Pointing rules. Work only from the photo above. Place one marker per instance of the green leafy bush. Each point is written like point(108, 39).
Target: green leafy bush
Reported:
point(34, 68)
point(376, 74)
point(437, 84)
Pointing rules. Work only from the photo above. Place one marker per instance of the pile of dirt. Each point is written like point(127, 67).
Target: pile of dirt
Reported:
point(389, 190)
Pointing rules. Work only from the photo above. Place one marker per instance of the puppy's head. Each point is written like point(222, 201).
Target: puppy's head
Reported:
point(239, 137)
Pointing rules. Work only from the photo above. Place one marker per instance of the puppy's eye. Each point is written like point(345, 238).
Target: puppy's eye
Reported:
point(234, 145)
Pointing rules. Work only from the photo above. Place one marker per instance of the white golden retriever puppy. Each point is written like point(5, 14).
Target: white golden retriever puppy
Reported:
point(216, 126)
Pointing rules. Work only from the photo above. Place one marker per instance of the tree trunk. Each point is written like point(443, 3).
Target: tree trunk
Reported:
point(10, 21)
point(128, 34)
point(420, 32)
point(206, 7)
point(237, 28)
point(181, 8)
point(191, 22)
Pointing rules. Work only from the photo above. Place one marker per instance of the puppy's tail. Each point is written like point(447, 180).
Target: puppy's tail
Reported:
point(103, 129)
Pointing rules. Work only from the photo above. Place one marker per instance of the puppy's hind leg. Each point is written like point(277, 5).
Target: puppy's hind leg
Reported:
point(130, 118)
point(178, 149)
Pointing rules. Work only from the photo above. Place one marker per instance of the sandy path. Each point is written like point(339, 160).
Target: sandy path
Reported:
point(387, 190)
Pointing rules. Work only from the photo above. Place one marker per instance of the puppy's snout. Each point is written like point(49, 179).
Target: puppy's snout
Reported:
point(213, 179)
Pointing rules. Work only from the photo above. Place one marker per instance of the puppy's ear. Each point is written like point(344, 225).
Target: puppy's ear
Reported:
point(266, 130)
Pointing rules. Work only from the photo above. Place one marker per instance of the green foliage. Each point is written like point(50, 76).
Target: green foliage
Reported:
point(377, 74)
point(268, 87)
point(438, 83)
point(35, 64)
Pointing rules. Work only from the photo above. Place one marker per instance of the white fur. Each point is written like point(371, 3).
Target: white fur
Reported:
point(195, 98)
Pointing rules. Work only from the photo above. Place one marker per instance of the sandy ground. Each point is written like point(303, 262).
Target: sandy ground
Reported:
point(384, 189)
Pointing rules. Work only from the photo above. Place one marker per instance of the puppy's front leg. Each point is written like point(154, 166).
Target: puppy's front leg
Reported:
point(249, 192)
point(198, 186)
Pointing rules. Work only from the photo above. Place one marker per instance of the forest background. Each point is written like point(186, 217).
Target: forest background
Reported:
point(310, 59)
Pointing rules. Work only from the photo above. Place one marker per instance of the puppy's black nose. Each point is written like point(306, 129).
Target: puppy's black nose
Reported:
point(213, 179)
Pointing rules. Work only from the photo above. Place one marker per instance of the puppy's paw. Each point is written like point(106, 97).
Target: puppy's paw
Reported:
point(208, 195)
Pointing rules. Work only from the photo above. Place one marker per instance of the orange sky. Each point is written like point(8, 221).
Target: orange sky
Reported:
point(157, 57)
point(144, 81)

* * *

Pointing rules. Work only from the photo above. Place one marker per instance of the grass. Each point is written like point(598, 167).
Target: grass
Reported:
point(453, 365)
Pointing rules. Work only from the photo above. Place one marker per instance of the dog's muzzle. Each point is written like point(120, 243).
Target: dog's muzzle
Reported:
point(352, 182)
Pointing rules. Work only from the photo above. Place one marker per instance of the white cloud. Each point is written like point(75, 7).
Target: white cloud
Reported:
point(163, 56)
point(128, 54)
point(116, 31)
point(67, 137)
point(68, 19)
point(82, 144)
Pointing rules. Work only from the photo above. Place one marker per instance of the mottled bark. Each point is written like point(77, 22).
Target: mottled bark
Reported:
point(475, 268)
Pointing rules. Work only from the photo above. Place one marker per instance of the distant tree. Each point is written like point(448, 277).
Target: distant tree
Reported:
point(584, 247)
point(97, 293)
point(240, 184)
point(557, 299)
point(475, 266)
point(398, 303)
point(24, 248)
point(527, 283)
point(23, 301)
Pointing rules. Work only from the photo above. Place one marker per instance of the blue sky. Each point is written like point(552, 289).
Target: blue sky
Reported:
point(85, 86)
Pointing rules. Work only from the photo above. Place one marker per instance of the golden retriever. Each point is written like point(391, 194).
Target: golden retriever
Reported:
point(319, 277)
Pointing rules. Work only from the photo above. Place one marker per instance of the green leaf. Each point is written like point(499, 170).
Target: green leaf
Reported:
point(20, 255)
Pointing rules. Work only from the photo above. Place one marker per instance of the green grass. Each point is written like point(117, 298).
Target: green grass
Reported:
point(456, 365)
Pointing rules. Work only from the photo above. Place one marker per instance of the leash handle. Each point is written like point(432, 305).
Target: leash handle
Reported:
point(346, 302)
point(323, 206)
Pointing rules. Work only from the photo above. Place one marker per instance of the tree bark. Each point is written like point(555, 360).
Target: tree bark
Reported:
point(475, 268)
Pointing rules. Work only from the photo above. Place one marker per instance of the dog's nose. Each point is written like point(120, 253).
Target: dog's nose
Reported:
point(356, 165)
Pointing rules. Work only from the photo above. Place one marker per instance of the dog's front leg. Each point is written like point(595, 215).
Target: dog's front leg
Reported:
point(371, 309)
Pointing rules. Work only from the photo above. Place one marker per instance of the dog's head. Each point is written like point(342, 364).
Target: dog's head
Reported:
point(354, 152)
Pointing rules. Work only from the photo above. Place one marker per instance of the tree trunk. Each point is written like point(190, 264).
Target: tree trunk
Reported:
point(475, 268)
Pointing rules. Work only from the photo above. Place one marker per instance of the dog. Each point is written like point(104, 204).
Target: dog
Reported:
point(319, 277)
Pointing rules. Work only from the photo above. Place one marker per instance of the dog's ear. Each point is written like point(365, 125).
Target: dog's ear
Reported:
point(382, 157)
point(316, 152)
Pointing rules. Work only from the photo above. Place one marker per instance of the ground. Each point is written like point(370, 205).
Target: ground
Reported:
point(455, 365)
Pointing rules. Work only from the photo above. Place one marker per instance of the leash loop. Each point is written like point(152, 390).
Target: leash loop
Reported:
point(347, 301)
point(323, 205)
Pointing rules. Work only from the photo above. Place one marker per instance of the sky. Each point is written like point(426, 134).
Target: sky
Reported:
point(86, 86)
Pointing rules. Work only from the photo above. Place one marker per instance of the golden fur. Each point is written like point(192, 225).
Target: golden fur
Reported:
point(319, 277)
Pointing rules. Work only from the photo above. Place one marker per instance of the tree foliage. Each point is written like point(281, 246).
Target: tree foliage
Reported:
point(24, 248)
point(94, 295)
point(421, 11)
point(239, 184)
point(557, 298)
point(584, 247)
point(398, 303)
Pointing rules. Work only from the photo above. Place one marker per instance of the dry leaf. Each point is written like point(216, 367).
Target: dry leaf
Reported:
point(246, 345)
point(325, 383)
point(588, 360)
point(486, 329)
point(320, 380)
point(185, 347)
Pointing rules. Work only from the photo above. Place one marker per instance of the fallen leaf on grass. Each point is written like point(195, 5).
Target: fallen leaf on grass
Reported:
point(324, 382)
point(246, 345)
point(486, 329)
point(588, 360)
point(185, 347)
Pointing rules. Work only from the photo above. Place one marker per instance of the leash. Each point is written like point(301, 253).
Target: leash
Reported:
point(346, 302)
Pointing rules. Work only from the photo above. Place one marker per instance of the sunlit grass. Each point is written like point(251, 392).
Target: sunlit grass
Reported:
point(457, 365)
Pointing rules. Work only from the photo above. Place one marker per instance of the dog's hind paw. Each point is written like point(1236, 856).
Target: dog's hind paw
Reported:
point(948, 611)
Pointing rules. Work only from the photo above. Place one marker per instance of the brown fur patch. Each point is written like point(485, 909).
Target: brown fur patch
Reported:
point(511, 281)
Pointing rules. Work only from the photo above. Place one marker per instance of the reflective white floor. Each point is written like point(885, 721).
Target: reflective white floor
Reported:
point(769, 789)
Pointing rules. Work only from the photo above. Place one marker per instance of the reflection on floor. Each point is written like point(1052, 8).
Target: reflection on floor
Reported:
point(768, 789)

» What the task requires: Reproduce every line from the entries that holds the word "bush".

» Solution below:
Pointing rules. Work only from the photo above. Place one marker per instance of the green leafy bush. Each point is written like point(108, 39).
Target: green leafy bush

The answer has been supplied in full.